§ **What to do**: Copy out only those lines running from the line with "the bull's hoof" to the end of the listing, keeping each one exactly as it is.

§ **Stored rows**:
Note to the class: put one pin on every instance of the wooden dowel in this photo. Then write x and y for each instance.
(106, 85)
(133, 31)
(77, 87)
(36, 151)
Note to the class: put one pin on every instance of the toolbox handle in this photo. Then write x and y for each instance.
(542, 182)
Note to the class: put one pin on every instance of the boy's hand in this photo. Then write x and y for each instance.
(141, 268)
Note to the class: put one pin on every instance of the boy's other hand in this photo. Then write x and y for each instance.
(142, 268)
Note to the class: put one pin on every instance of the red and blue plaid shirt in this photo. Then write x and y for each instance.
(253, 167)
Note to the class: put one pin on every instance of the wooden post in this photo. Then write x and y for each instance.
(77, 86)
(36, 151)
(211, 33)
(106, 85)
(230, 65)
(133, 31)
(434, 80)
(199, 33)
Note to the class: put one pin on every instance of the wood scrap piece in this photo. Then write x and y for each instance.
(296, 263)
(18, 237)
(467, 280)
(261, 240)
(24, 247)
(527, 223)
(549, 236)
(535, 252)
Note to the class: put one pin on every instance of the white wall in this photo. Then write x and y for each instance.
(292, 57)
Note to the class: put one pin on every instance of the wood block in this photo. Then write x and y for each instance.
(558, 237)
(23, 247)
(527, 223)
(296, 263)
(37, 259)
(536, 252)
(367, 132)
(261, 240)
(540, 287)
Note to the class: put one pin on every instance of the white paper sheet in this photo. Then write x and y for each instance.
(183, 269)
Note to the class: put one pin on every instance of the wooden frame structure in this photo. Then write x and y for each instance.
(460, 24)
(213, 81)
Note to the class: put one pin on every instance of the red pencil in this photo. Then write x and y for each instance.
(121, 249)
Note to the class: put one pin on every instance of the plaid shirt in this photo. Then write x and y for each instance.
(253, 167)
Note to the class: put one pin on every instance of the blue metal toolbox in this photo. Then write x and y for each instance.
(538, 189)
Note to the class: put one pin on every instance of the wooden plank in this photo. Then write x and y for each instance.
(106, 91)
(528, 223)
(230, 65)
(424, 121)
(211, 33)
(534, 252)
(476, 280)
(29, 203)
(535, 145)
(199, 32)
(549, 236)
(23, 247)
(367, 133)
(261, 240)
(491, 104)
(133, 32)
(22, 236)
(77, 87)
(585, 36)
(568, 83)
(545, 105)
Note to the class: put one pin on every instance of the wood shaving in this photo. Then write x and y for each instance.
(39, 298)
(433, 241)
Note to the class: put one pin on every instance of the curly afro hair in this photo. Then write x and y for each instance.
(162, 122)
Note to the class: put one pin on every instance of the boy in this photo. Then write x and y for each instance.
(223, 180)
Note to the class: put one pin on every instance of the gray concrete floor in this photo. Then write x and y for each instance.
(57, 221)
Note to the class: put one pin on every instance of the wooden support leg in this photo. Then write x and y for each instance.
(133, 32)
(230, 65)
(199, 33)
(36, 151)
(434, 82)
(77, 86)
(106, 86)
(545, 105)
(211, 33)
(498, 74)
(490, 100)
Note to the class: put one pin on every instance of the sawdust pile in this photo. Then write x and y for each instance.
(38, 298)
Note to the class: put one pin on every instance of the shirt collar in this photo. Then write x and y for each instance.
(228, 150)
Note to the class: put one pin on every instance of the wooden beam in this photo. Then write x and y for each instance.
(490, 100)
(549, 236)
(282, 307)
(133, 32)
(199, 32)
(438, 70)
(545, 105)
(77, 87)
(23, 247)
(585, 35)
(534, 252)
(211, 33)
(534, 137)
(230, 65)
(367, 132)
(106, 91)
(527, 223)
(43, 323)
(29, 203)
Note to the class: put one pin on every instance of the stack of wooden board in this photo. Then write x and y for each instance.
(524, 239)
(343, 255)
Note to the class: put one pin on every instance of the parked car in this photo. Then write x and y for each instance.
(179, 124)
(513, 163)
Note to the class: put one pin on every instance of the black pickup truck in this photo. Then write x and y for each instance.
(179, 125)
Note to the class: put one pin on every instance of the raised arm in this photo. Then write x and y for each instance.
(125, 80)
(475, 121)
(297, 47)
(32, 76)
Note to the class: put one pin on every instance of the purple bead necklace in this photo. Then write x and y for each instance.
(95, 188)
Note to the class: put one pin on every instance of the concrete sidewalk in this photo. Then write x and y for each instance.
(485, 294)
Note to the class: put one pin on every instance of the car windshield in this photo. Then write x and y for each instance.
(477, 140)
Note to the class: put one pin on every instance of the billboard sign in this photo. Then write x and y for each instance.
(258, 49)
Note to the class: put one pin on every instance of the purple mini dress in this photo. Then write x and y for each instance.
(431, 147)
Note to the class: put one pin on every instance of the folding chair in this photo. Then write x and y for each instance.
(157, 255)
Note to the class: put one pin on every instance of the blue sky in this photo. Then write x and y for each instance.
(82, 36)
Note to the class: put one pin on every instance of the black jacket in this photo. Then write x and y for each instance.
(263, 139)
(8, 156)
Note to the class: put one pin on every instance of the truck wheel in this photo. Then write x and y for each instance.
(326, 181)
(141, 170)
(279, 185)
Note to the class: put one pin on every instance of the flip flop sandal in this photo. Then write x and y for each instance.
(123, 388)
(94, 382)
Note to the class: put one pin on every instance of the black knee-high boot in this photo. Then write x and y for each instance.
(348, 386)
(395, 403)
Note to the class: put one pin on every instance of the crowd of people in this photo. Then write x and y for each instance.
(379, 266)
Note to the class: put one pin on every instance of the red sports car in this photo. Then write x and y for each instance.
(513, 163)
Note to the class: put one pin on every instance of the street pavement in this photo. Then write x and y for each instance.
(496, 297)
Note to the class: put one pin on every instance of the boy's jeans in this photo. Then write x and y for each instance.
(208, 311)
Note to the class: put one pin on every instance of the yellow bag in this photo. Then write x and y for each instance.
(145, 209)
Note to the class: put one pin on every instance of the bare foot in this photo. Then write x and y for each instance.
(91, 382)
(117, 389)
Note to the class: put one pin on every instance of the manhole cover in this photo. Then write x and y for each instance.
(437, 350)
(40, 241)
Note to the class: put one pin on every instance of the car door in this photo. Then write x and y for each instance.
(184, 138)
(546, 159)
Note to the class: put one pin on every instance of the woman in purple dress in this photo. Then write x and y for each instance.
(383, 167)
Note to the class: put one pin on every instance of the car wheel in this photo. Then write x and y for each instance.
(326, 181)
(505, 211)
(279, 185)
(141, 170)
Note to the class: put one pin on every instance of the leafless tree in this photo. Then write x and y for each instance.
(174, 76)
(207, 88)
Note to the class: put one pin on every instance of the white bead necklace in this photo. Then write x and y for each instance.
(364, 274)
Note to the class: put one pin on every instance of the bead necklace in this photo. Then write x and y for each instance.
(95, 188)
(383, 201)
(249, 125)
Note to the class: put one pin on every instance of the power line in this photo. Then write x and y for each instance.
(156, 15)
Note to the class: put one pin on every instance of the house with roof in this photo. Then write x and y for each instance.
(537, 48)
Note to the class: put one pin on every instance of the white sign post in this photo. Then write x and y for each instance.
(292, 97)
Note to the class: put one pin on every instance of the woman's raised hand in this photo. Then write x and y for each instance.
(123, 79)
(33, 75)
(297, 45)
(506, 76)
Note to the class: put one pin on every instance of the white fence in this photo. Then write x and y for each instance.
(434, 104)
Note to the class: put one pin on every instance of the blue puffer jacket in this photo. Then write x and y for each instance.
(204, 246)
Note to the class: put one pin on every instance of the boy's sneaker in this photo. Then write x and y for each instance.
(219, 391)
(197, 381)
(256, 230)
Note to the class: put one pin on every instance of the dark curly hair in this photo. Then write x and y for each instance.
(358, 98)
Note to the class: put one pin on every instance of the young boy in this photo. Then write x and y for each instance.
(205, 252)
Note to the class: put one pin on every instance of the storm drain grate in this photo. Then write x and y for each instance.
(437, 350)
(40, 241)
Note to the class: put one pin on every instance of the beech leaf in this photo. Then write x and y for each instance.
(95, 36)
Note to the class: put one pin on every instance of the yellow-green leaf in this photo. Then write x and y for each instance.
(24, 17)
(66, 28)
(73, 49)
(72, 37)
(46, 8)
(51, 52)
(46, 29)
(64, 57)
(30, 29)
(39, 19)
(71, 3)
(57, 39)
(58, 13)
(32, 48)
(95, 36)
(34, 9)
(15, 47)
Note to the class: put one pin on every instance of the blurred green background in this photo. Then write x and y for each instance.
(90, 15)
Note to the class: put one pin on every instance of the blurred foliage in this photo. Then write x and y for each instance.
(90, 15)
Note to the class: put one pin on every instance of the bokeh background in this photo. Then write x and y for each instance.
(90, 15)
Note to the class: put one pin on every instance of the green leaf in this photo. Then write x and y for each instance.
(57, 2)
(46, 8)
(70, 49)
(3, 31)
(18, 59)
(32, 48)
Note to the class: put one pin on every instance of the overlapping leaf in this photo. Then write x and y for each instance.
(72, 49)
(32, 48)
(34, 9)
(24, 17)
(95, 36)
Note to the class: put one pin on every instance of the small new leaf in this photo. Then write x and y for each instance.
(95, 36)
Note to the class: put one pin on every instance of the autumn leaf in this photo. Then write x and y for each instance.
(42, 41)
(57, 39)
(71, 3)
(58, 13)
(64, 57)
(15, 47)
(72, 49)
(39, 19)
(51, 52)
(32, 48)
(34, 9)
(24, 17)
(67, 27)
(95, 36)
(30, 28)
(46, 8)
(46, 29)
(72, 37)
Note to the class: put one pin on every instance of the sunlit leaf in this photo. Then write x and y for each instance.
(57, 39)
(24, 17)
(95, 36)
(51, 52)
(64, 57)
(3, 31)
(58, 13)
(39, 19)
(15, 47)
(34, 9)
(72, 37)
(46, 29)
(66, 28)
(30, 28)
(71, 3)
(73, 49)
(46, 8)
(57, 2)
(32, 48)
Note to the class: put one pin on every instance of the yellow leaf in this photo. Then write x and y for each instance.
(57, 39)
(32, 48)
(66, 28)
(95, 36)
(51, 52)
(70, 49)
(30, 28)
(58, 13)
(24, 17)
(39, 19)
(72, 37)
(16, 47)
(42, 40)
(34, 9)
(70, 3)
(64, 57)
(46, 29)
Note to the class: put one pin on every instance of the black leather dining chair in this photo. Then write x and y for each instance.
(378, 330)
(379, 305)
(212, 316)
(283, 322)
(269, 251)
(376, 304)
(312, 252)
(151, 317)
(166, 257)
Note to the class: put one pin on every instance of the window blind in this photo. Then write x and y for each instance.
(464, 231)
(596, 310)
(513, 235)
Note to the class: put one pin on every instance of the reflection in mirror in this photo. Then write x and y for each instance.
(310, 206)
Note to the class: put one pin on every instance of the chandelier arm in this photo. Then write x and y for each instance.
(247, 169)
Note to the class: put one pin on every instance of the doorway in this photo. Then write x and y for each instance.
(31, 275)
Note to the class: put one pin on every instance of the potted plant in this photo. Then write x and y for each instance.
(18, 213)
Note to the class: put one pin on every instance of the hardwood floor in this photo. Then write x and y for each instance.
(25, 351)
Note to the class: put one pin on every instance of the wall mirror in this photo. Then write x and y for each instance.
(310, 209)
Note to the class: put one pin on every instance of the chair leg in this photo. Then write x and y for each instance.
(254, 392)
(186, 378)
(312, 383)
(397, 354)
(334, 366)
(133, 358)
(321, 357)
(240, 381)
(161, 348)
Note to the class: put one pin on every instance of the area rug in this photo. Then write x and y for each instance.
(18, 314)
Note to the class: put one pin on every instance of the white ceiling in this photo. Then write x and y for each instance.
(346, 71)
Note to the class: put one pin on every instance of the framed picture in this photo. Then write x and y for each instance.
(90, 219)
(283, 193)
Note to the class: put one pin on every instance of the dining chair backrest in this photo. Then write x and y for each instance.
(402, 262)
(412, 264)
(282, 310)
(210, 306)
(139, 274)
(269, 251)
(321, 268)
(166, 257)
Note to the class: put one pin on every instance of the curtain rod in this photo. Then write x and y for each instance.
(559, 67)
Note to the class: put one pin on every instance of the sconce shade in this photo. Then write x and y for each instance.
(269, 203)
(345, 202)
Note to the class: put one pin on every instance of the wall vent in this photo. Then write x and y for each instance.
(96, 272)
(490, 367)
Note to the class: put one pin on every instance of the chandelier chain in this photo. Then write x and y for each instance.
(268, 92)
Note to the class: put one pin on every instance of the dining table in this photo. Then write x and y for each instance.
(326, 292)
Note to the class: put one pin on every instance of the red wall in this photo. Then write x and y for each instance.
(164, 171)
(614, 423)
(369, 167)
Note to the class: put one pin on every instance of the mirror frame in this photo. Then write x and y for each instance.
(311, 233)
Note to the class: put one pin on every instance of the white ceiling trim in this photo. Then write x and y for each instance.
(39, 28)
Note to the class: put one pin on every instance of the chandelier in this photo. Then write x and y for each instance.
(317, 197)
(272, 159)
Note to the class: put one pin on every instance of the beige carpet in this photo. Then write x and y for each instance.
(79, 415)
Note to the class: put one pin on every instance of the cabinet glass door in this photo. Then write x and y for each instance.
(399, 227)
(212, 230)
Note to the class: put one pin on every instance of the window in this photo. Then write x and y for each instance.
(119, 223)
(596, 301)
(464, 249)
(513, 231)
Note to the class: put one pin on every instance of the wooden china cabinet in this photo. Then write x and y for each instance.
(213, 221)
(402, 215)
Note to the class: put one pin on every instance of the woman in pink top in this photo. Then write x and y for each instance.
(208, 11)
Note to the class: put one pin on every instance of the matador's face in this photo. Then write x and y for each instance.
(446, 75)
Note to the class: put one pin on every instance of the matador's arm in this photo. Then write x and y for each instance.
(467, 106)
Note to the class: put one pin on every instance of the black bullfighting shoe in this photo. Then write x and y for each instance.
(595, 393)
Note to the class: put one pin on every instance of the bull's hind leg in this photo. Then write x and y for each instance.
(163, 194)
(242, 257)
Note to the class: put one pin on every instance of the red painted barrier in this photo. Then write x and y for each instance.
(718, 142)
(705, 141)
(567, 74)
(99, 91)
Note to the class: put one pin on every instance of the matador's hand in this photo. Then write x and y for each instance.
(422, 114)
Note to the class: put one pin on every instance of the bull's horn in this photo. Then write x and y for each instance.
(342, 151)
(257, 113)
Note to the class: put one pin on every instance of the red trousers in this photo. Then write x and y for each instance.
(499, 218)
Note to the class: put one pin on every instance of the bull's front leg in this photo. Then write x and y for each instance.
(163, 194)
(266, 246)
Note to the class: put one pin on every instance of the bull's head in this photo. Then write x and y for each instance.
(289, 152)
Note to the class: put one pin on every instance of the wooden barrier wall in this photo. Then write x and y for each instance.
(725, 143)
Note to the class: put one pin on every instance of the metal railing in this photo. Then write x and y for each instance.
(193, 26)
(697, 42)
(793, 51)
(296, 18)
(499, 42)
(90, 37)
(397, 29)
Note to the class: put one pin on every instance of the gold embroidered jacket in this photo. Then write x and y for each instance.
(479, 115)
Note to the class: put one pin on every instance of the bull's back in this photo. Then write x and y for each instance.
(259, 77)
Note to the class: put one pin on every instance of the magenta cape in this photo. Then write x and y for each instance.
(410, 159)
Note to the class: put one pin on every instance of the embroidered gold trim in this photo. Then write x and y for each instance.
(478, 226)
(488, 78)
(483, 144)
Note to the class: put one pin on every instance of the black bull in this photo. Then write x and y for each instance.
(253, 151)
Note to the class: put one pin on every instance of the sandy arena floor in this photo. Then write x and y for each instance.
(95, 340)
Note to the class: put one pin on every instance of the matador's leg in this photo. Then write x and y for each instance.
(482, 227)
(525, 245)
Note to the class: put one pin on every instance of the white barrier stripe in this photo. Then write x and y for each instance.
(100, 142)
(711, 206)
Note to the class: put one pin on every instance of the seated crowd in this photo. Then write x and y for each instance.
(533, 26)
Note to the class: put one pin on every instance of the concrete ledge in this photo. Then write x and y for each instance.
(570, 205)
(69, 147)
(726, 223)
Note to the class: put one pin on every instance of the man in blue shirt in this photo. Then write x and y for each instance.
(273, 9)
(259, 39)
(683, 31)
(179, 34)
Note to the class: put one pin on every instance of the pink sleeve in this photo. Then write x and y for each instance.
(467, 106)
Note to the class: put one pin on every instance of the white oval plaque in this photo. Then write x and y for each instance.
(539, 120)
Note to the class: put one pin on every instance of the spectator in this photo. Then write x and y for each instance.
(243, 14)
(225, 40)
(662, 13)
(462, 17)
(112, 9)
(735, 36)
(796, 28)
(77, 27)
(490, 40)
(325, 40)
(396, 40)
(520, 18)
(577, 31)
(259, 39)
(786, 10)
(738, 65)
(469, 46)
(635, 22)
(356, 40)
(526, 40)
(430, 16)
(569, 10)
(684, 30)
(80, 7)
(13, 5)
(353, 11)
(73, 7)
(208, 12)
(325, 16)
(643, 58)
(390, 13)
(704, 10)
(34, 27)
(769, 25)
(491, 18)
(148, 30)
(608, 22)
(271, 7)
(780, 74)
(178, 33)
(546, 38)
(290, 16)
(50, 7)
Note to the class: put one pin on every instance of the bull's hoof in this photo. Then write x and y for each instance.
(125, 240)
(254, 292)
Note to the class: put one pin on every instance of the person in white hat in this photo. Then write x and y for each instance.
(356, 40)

§ **Result below**:
Note to the class: put one pin on every instance of the bull's hoof in this photo. Then write x and y for each instance.
(125, 240)
(254, 292)
Note to the class: put one pin on every instance of the person in white hat in this photo. Then write x and y for each instance.
(356, 40)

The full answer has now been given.